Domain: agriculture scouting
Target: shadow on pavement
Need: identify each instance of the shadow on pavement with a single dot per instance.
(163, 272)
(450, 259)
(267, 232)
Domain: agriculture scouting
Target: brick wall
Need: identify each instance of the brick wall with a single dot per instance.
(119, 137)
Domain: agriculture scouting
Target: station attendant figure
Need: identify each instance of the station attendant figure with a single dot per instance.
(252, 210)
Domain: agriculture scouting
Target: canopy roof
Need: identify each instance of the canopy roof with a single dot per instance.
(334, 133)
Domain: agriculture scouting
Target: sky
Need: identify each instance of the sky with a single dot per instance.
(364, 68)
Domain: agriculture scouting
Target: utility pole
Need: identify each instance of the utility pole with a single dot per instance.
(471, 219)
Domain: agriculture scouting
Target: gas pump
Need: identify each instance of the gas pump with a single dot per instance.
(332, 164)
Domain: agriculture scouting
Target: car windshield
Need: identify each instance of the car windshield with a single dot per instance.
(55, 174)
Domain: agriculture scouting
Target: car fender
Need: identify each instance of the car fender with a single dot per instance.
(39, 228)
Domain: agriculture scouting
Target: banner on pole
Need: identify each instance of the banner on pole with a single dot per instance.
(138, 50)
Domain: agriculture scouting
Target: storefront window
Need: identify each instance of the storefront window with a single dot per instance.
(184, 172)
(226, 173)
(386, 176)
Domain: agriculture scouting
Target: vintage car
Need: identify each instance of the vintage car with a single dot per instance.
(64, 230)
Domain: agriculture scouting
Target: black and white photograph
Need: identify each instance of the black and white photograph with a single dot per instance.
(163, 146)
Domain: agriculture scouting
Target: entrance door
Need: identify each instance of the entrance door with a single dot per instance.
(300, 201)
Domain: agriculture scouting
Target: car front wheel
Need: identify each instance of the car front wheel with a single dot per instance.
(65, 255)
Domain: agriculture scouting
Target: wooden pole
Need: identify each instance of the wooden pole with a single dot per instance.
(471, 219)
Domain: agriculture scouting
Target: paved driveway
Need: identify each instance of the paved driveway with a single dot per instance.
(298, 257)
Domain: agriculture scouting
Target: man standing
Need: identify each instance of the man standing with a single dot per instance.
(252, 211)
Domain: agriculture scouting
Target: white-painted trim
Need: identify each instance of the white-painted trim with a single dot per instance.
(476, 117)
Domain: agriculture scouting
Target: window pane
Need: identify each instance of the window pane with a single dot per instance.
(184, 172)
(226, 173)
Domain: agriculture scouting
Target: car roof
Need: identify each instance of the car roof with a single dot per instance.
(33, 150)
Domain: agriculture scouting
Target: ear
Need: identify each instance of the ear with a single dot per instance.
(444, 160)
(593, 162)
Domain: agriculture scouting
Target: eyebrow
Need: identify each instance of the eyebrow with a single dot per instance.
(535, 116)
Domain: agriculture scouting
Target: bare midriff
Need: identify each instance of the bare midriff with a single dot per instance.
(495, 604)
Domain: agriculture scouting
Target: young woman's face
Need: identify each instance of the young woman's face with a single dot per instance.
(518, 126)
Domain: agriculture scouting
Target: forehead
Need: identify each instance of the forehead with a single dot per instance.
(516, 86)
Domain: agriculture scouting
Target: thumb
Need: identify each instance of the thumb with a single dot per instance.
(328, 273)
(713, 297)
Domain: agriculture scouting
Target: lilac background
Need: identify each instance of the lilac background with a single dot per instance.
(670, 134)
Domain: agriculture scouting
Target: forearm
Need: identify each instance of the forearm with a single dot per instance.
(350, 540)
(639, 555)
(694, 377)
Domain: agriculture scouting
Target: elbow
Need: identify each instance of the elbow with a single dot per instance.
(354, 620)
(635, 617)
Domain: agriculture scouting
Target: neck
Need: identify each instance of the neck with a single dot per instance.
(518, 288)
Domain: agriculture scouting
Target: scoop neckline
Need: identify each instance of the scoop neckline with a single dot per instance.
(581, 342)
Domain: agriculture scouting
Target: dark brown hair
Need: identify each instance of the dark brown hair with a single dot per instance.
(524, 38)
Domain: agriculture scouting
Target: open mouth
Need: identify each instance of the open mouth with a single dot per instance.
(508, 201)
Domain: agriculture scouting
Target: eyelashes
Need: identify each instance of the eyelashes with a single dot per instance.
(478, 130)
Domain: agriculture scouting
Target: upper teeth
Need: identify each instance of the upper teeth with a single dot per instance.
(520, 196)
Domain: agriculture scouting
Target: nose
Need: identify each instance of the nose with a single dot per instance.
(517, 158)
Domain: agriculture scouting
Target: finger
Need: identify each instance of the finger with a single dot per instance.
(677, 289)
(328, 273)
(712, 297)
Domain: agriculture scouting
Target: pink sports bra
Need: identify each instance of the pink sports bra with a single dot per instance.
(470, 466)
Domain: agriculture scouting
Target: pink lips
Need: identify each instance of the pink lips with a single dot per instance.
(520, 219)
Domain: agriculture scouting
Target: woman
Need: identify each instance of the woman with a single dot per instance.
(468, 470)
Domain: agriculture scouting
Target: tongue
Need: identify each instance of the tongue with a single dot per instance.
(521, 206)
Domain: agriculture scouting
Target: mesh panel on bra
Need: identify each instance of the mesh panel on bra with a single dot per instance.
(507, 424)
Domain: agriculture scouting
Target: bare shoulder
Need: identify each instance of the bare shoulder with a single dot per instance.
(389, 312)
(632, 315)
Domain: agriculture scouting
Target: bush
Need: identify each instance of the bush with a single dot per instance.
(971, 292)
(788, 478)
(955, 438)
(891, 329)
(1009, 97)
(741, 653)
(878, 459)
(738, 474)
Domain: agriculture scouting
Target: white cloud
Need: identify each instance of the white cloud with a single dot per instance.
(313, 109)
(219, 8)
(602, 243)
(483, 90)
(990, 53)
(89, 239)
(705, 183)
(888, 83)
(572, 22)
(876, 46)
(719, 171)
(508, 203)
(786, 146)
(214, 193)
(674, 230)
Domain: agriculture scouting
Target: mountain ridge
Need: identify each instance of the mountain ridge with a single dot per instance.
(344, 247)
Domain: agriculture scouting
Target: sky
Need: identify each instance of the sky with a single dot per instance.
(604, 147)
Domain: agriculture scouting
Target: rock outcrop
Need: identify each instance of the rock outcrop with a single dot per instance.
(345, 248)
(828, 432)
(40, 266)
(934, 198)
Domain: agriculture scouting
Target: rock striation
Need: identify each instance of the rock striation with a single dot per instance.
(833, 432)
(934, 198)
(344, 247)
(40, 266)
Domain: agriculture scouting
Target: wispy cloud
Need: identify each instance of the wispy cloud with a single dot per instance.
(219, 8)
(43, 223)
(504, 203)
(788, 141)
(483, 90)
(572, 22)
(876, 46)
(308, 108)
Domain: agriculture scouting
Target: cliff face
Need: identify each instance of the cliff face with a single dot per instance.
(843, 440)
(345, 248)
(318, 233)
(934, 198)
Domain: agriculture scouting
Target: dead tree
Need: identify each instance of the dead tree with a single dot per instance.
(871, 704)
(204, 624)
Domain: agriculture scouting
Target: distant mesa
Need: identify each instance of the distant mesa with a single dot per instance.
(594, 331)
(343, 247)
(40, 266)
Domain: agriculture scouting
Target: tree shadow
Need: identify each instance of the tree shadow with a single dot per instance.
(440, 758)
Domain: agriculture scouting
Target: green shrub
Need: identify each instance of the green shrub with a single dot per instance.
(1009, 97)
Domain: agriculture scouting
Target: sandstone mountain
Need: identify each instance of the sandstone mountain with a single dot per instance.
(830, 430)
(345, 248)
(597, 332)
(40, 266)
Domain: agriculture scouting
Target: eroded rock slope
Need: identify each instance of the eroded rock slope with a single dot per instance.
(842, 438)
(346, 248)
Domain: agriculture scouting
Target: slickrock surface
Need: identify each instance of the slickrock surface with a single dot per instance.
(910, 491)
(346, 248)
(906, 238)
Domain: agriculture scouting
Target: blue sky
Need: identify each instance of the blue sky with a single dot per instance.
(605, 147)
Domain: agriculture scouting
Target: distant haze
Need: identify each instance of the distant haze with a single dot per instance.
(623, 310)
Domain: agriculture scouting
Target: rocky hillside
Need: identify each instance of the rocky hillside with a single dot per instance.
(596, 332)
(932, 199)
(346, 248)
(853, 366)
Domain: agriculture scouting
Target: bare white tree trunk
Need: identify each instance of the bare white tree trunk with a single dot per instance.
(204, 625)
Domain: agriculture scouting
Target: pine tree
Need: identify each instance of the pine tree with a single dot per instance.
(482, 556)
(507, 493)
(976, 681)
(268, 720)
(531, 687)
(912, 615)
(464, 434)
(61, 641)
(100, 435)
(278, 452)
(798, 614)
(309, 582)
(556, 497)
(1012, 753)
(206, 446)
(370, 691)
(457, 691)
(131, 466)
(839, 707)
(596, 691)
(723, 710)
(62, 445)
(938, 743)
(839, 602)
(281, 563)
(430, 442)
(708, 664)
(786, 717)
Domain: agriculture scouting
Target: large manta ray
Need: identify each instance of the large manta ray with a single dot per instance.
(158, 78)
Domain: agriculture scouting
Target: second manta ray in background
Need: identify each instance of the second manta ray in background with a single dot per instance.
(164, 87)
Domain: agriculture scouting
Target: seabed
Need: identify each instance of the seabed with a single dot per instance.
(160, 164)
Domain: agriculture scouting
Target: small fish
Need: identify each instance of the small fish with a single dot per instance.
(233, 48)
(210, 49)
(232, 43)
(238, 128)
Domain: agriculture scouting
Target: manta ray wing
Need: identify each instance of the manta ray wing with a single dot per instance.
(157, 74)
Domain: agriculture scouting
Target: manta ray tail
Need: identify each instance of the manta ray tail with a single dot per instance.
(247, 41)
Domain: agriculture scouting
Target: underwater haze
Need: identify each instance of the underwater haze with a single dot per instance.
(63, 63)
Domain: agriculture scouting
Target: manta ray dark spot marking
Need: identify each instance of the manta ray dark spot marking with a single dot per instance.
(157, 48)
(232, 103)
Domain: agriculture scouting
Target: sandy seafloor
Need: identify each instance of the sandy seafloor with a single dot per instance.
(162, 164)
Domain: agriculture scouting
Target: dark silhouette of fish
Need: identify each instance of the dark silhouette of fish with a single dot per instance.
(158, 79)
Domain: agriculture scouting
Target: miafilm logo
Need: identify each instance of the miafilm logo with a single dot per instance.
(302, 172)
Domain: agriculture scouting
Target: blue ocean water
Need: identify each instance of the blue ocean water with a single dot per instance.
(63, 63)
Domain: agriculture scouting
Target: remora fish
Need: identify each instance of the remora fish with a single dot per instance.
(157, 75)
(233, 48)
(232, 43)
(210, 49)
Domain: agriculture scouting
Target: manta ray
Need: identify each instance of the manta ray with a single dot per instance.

-*-*-

- _Tarea asignada_
Reúne todas las líneas de las filas donde aparezca la palabra "pink", teniendo en cuenta mayúsculas y minúsculas.

- _Resultado del ejercicio_
Target: pink sports bra
Need: identify each instance of the pink sports bra with a single dot per instance.
Target: pink lips
Need: identify each instance of the pink lips with a single dot per instance.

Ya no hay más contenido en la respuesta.